摘錄原文 –
____

RpcEnv 中要重點關注 setupEndpoint 方法,該方法將 RpcEndpoint 註冊到 dispatcher 中,註冊時必須指定名稱,客戶端路由就靠這個名稱來找 endpoint。

  /**
   * Register a [[RpcEndpoint]] with a name and return its [[RpcEndpointRef]]. [[RpcEnv]] does not
   * guarantee thread-safety.
   */
  def setupEndpoint(name: String, endpoint: RpcEndpoint): RpcEndpointRef

Endpoint 是什麼?下面介紹。

四、Spark RpcEndPoint

有通訊的總體框架,還應該有通訊的實體,在 Spark 中,RpcEndpoint 是對所有通訊實體的抽象。RpcEndpoint 是一個特徵,其中定義了一些函式,這些函式在收到訊息後被觸發。

private[spark] trait RpcEndpoint {

  /**
   * The [[RpcEnv]] that this [[RpcEndpoint]] is registered to.
   */
  val rpcEnv: RpcEnv

  /**
   * The [[RpcEndpointRef]] of this [[RpcEndpoint]]. `self` will become valid when `onStart` is
   * called. And `self` will become `null` when `onStop` is called.
   *
   * Note: Because before `onStart`, [[RpcEndpoint]] has not yet been registered and there is not
   * valid [[RpcEndpointRef]] for it. So don't call `self` before `onStart` is called.
   */
  final def self: RpcEndpointRef = {
    require(rpcEnv != null, "rpcEnv has not been initialized")
    rpcEnv.endpointRef(this)
  }

  /**
   * Process messages from [[RpcEndpointRef.send]] or [[RpcCallContext.reply)]]. If receiving a
   * unmatched message, [[SparkException]] will be thrown and sent to `onError`.
   */
  def receive: PartialFunction[Any, Unit] = {
    case _ => throw new SparkException(self + " does not implement 'receive'")
  }

  /**
   * Process messages from [[RpcEndpointRef.ask]]. If receiving a unmatched message,
   * [[SparkException]] will be thrown and sent to `onError`.
   */
  def receiveAndReply(context: RpcCallContext): PartialFunction[Any, Unit] = {
    case _ => context.sendFailure(new SparkException(self + " won't reply anything"))
  }

  /**
   * Invoked when any exception is thrown during handling messages.
   */
  def onError(cause: Throwable): Unit = {
    // By default, throw e and let RpcEnv handle it
    throw cause
  }

  /**
   * Invoked when `remoteAddress` is connected to the current node.

____

任務目標 –
請用兩句話概括摘錄原文的內容。

資料區 –

____

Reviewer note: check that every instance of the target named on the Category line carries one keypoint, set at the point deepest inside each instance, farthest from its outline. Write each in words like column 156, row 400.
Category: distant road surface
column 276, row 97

____

任務結果 –
RpcEnv 的 setupEndpoint 方法會把 RpcEndpoint 以指定的名稱註冊到 dispatcher 中,客戶端就靠這個名稱路由找到 endpoint。在 Spark 中,RpcEndpoint 是對所有通訊實體的抽象,它是一個特徵,其中定義了收到訊息後被觸發的函式,如 receive、receiveAndReply 和 onError。